■ Task details ■
Pick out every line in the rows below that contains the word "generali" and copy each one unchanged.

■ Stored records ■
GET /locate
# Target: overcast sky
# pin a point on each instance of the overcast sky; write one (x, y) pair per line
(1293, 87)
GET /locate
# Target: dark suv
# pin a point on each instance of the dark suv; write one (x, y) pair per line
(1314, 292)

==

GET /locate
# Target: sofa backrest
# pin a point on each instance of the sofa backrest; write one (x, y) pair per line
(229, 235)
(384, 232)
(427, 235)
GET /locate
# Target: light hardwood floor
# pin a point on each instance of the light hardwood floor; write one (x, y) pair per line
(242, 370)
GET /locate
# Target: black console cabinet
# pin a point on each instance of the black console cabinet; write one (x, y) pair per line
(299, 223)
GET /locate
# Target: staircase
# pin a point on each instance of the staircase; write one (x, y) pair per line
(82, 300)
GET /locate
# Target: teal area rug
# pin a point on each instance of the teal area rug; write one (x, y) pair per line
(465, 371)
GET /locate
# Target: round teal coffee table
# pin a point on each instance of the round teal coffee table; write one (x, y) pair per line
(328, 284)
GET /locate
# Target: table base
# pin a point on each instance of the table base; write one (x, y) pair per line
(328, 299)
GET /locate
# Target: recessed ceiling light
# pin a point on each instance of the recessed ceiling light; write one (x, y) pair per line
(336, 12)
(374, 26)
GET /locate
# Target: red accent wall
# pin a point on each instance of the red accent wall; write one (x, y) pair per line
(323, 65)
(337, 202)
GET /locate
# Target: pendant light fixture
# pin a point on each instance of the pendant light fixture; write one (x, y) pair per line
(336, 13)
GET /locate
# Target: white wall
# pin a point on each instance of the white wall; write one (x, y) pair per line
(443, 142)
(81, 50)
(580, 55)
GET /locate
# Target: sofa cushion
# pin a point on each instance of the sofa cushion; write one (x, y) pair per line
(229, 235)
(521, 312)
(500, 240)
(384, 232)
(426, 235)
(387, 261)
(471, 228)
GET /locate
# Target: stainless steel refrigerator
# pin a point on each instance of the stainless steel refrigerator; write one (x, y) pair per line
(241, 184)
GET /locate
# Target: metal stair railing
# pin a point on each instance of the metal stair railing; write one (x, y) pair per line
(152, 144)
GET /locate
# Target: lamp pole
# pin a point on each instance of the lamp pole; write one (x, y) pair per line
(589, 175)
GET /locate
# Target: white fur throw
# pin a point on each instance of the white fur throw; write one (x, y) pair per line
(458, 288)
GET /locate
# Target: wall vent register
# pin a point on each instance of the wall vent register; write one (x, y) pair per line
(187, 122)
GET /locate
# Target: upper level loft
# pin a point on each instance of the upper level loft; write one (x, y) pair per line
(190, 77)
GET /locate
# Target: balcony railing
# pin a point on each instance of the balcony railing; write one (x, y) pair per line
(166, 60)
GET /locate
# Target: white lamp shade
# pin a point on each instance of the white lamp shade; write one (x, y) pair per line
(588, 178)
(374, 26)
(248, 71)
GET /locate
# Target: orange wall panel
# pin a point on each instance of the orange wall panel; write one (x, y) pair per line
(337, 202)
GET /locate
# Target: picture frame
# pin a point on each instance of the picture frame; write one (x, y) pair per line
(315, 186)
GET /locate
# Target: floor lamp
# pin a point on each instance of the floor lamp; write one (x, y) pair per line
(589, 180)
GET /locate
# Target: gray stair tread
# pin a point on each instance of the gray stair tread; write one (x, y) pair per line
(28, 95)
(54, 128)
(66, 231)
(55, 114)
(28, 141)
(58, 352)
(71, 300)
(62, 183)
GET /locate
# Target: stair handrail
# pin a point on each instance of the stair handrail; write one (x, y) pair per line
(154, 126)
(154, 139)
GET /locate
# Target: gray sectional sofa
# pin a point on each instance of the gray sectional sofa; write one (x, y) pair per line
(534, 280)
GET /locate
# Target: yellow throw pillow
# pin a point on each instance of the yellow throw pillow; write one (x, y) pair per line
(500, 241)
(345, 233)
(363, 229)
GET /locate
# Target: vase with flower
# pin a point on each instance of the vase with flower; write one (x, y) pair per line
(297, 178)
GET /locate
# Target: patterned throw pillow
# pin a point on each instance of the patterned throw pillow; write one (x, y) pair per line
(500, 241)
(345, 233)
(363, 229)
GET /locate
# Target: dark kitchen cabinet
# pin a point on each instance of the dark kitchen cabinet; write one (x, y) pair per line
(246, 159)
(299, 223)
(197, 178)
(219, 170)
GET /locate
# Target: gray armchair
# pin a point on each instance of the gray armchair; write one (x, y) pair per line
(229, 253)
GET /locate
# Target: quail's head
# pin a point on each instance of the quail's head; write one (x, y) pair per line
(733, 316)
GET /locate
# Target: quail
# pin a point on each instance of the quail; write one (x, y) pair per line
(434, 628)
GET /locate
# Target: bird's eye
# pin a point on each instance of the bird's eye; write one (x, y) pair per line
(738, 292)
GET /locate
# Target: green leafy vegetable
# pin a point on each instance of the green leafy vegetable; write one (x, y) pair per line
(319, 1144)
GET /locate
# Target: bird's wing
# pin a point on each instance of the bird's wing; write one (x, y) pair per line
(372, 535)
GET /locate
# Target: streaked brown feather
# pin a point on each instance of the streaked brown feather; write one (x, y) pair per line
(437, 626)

==

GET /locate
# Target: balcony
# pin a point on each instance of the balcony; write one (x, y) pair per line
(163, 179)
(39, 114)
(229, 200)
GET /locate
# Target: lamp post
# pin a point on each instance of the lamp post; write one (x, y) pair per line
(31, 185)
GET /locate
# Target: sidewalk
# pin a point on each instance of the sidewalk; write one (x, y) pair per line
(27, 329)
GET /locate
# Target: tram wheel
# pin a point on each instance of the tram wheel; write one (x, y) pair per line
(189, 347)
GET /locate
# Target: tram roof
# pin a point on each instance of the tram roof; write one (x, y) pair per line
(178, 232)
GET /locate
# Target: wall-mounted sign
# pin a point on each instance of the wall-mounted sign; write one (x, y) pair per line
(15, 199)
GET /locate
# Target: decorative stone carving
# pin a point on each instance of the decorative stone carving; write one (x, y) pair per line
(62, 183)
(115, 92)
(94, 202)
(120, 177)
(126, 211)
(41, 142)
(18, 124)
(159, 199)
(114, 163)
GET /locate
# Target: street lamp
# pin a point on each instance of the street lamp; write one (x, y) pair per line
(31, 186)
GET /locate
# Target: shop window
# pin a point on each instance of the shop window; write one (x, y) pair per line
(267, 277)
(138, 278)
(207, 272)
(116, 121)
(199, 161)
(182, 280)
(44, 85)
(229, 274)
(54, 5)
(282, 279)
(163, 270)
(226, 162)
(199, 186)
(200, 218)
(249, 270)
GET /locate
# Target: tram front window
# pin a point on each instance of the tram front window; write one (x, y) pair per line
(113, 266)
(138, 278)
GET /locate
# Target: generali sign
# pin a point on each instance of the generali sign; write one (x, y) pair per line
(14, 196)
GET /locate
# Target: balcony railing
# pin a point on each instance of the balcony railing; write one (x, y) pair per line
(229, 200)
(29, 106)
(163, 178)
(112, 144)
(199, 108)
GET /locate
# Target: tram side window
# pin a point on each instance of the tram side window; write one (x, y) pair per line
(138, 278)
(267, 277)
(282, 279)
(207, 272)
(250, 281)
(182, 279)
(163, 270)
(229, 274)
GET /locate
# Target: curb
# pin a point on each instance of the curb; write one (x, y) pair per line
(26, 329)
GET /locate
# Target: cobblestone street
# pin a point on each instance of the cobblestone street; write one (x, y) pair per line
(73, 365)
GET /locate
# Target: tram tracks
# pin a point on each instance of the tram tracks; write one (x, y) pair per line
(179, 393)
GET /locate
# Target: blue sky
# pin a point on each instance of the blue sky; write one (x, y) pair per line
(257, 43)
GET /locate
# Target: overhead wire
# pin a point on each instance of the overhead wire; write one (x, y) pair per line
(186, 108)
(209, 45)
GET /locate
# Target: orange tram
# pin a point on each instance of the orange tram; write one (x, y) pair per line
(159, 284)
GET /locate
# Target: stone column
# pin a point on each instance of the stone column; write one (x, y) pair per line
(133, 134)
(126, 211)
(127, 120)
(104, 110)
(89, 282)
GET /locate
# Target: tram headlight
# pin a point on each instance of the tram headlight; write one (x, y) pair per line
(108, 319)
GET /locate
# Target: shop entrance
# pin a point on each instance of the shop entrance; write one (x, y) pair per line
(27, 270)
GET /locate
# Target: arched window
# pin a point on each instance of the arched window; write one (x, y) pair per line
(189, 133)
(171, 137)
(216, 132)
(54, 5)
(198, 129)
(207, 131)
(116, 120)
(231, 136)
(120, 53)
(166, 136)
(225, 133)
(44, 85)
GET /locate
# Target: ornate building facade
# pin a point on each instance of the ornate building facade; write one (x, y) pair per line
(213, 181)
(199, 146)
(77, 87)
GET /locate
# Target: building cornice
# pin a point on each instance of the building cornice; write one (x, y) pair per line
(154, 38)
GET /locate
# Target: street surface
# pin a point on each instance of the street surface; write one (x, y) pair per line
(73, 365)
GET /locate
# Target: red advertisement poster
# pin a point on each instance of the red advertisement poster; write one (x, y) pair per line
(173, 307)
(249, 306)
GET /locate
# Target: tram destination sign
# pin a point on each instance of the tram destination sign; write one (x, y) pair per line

■ Written answer ■
# Target: generali sign
# pin a point on each instance of the generali sign; write one (x, y) pair per line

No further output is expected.